• Exercise: The entries below are to be copied exactly, with nothing left out.

• Source data:
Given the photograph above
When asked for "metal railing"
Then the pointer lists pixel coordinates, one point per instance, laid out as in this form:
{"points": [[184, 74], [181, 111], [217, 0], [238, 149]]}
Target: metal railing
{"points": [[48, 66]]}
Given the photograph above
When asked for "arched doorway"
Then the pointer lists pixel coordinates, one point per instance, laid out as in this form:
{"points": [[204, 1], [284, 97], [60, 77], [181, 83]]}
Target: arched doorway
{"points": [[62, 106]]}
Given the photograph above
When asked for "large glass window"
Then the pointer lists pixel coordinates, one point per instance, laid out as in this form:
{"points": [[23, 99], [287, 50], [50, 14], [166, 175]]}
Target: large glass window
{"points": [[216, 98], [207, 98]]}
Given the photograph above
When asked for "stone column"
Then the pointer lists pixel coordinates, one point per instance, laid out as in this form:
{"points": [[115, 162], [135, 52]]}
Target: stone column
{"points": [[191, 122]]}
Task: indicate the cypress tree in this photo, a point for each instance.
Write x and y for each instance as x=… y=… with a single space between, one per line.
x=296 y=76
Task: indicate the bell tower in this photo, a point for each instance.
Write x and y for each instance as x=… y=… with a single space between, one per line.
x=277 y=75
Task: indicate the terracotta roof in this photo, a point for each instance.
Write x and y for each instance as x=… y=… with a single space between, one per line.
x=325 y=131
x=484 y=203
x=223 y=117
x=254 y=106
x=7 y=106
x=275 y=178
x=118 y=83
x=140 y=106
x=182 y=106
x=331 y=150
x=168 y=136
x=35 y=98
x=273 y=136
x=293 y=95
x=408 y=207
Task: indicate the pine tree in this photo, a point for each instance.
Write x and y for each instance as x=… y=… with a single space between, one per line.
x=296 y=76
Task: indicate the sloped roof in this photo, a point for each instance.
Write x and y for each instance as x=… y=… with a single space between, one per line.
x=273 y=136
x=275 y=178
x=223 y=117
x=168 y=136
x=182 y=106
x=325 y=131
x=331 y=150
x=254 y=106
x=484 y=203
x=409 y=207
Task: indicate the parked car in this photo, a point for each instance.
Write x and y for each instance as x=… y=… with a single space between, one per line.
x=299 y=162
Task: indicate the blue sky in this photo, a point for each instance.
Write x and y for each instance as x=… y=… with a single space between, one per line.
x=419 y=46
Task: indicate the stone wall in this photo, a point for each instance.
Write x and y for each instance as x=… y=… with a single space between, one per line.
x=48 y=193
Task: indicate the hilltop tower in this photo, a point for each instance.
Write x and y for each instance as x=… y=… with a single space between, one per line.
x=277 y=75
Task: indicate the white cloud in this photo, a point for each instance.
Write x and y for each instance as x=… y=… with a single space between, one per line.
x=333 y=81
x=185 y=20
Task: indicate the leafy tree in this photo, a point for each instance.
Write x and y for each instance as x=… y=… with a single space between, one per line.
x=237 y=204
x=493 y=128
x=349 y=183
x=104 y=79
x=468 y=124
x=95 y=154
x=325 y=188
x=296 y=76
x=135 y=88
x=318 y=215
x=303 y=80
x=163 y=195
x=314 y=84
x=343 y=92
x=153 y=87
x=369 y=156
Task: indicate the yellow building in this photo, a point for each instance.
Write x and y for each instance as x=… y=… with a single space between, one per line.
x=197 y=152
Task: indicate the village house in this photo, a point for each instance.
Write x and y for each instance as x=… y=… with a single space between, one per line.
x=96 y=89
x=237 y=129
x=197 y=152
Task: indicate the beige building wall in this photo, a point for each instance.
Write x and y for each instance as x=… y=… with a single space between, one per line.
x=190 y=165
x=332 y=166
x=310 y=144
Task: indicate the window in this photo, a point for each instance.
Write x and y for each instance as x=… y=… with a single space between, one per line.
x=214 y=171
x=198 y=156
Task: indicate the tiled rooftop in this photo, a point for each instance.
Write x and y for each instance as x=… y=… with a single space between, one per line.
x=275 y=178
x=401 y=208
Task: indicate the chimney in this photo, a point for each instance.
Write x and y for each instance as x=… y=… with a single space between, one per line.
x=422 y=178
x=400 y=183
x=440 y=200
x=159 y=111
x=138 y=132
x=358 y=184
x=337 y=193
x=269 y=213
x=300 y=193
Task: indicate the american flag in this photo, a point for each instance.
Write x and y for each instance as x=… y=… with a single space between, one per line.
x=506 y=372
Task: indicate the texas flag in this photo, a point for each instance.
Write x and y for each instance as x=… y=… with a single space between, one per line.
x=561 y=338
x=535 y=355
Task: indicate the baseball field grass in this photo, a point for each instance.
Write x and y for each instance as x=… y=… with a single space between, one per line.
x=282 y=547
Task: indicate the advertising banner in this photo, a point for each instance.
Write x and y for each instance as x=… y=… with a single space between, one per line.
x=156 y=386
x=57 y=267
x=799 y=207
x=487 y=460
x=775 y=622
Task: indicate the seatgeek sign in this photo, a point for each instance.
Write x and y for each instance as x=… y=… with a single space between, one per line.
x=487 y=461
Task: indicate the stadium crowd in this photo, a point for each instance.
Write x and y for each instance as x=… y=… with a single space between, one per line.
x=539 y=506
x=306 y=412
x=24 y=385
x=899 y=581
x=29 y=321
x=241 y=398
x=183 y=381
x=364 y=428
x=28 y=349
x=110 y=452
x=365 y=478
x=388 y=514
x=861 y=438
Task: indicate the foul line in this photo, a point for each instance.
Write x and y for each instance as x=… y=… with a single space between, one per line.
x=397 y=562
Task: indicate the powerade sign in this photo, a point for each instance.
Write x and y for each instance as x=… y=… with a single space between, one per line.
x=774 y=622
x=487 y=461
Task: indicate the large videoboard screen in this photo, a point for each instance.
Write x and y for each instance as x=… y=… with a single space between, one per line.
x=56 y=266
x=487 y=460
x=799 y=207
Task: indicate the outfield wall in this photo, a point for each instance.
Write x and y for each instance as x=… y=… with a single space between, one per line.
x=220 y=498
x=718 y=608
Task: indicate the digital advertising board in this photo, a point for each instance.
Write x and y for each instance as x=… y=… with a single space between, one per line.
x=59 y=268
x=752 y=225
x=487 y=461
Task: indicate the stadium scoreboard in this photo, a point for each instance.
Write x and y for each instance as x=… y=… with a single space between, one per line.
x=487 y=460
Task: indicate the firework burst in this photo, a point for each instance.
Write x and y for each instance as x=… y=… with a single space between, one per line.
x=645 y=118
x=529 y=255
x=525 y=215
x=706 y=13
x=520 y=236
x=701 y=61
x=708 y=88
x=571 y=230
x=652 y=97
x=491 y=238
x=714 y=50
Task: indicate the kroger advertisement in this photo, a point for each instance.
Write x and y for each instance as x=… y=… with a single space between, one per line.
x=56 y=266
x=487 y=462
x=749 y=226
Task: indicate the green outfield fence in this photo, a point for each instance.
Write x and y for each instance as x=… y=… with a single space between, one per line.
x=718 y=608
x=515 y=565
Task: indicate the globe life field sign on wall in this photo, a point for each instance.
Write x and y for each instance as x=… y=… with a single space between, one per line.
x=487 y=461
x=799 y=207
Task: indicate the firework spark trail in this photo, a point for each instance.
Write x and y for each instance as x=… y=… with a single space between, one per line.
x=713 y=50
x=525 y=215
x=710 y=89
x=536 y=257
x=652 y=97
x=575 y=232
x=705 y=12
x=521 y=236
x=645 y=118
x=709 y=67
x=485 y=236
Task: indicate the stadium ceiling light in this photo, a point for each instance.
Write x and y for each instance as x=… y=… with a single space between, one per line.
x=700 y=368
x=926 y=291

• Response:
Given the photograph above
When asked for "metal railing"
Then the pointer lists pixel coordinates, one point per instance, laid out as in this form:
{"points": [[184, 74], [181, 111], [217, 0], [238, 149]]}
Target: metal railing
{"points": [[48, 66]]}
Given the photograph above
When asked for "arched doorway"
Then the pointer lists pixel coordinates, one point per instance, laid out as in this form:
{"points": [[204, 1], [284, 97], [60, 77], [181, 83]]}
Target: arched doorway
{"points": [[62, 106]]}
Given the photograph above
When asked for "large glass window"
Then the pointer lists pixel coordinates, one point per instance, laid out as in this form:
{"points": [[23, 99], [287, 50], [50, 14], [166, 175]]}
Target: large glass window
{"points": [[216, 98], [207, 98]]}
Given the photograph above
When asked for "stone column"
Then the pointer lists pixel coordinates, one point per instance, laid out as in this form:
{"points": [[115, 162], [135, 52]]}
Target: stone column
{"points": [[191, 122]]}
Task: indicate the cypress tree in this photo, a point for each instance.
Write x and y for each instance as x=… y=… with a single space between, one per line.
x=296 y=76
Task: indicate the bell tower in this photo, a point for each instance.
Write x and y for each instance as x=… y=… with a single space between, one per line.
x=277 y=75
Task: indicate the terracotta roof in this photo, a point for each instance.
Write x and y for each instance as x=… y=… with a single space between, one per line.
x=325 y=131
x=484 y=203
x=223 y=117
x=254 y=106
x=7 y=106
x=275 y=178
x=118 y=83
x=140 y=106
x=182 y=106
x=331 y=150
x=168 y=136
x=35 y=98
x=273 y=136
x=293 y=95
x=408 y=207
Task: indicate the pine tree in this photo, a point for each instance.
Write x and y for each instance as x=… y=… with a single space between, one per line.
x=296 y=76
Task: indicate the sloped roof in this photo, a point for each instance.
Write x and y for each instance as x=… y=… with a single space between, one per line.
x=273 y=136
x=275 y=178
x=223 y=117
x=168 y=136
x=182 y=106
x=325 y=131
x=331 y=150
x=254 y=106
x=484 y=203
x=409 y=207
Task: indicate the parked car in this photo, a point for each instance.
Write x and y for each instance as x=… y=… with a single space between, one per line.
x=299 y=162
Task: indicate the blue sky in this photo, a point for each instance.
Write x and y for each instance as x=… y=… with a single space between, one per line.
x=419 y=46
Task: indicate the stone wall in this photo, a point for each instance.
Write x and y for each instance as x=… y=… with a single space between, one per line.
x=48 y=193
Task: indicate the hilltop tower in this photo, a point for each instance.
Write x and y for each instance as x=… y=… with a single space between, one per line.
x=277 y=75
Task: indicate the white cloud in this photo, a point for each instance.
Write x and y for each instance as x=… y=… with a single space between, one per line.
x=333 y=81
x=185 y=20
Task: indicate the leafy tree in this photo, a point for each instance.
Write x and y for each instance as x=… y=… with a single space between, one per line.
x=237 y=204
x=493 y=128
x=349 y=183
x=104 y=79
x=468 y=124
x=95 y=154
x=325 y=188
x=296 y=76
x=135 y=88
x=318 y=215
x=303 y=80
x=163 y=195
x=314 y=84
x=343 y=92
x=153 y=87
x=369 y=156
Task: indicate the yellow building in this photo, a point for each instance.
Write x and y for each instance as x=… y=… with a single space between, one per line.
x=197 y=152
Task: indicate the village house in this photo, a point for each instance.
Write x and y for each instance as x=… y=… with a single space between, one per line.
x=96 y=89
x=237 y=129
x=197 y=152
Task: indicate the beige building wall in this photo, a point for each instance.
Write x and y for each instance as x=… y=… with a single space between, one per line.
x=190 y=165
x=332 y=166
x=310 y=144
Task: indicate the window in this photo, a point for each instance.
Write x and y for each instance as x=… y=… with a single space between, one per line.
x=214 y=171
x=198 y=156
Task: indicate the tiled rooftop in this photo, a point for each instance.
Write x and y for each instance as x=… y=… with a single space between, one per line.
x=275 y=178
x=401 y=208
Task: indicate the chimney in this photo, a point for each instance.
Write x and y for each instance as x=… y=… with a single space between, one per line.
x=422 y=178
x=400 y=183
x=440 y=200
x=159 y=111
x=138 y=132
x=358 y=184
x=337 y=193
x=269 y=213
x=300 y=193
Task: indicate the american flag in this photo, a point for each instance.
Write x and y for each instance as x=… y=… with a single space between, one per line.
x=506 y=372
Task: indicate the texas flag in this photo, a point for each instance.
Write x and y for each instance as x=… y=… with a single space between, one per line.
x=561 y=338
x=535 y=355
Task: indicate the baseball field grass in this photo, a point for each instance.
Write x and y for each instance as x=… y=… with a single space between, one per line.
x=282 y=547
Task: indicate the advertising banner in this photo, a point for each instance.
Write x and y for each instance as x=… y=… with a single space between, one per line.
x=156 y=386
x=57 y=267
x=799 y=207
x=487 y=460
x=775 y=622
Task: indicate the seatgeek sign in this photo, a point for each instance.
Write x and y for each instance as x=… y=… with a single space between, one per line.
x=487 y=461
Task: indicate the stadium crowd in this photo, a point for each instance.
Write x and y for each instance as x=… y=… with a single space between, one per line.
x=539 y=506
x=306 y=412
x=24 y=385
x=899 y=581
x=29 y=321
x=241 y=398
x=183 y=381
x=364 y=428
x=28 y=349
x=110 y=452
x=365 y=478
x=388 y=514
x=861 y=438
Task: indicate the foul line in this photo, a point for each instance.
Write x and y for each instance as x=… y=… with a single space between, one per line.
x=397 y=562
Task: indicate the powerade sign in this photo, a point for each instance.
Write x and y for each instance as x=… y=… with a single space between, one per line.
x=774 y=622
x=487 y=461
Task: indicate the large videoboard screen in this photo, a point for each instance.
Write x and y for each instance as x=… y=… with a single space between, one per line.
x=56 y=266
x=487 y=460
x=799 y=207
Task: indicate the outfield wall in this photo, a point for each instance.
Write x and y for each instance as x=… y=… with a single space between, one per line.
x=220 y=498
x=718 y=608
Task: indicate the digital advertising board in this photo, a point for each instance.
Write x and y for each instance as x=… y=… with a single space between, one per line.
x=59 y=268
x=752 y=225
x=487 y=461
Task: indicate the stadium scoreboard in this photo, a point for each instance.
Write x and y for each instance as x=… y=… with a single space between, one per line.
x=487 y=460
Task: indicate the firework burst in this photo, a point for each instance.
Write x and y for each instance as x=… y=… with a single space between, one per line.
x=645 y=118
x=529 y=255
x=525 y=215
x=706 y=13
x=520 y=236
x=701 y=61
x=708 y=88
x=571 y=230
x=652 y=97
x=491 y=238
x=714 y=50
Task: indicate the kroger advertisement in this photo, a point for each instance.
Write x and y for each instance as x=… y=… with a single space between, one per line.
x=56 y=266
x=487 y=462
x=749 y=226
Task: indicate the green outfield fence in this photo, a point for each instance.
Write x and y for each instance as x=… y=… with a single space between, one per line.
x=718 y=608
x=515 y=565
Task: indicate the globe life field sign on wall in this photo, a point for each instance.
Write x and y for each instance as x=… y=… with a single space between, one per line.
x=487 y=461
x=799 y=207
Task: indicate the firework spark trail in this photo, a point for each instance.
Write x and y for each instance as x=… y=… with a single space between, one per line.
x=713 y=50
x=525 y=215
x=710 y=89
x=536 y=257
x=652 y=97
x=575 y=232
x=705 y=12
x=521 y=236
x=645 y=118
x=709 y=67
x=485 y=236
Task: indicate the stadium ceiling light in this photo, a point for each instance.
Write x and y for each instance as x=… y=… with a single space between, one per line.
x=700 y=368
x=926 y=291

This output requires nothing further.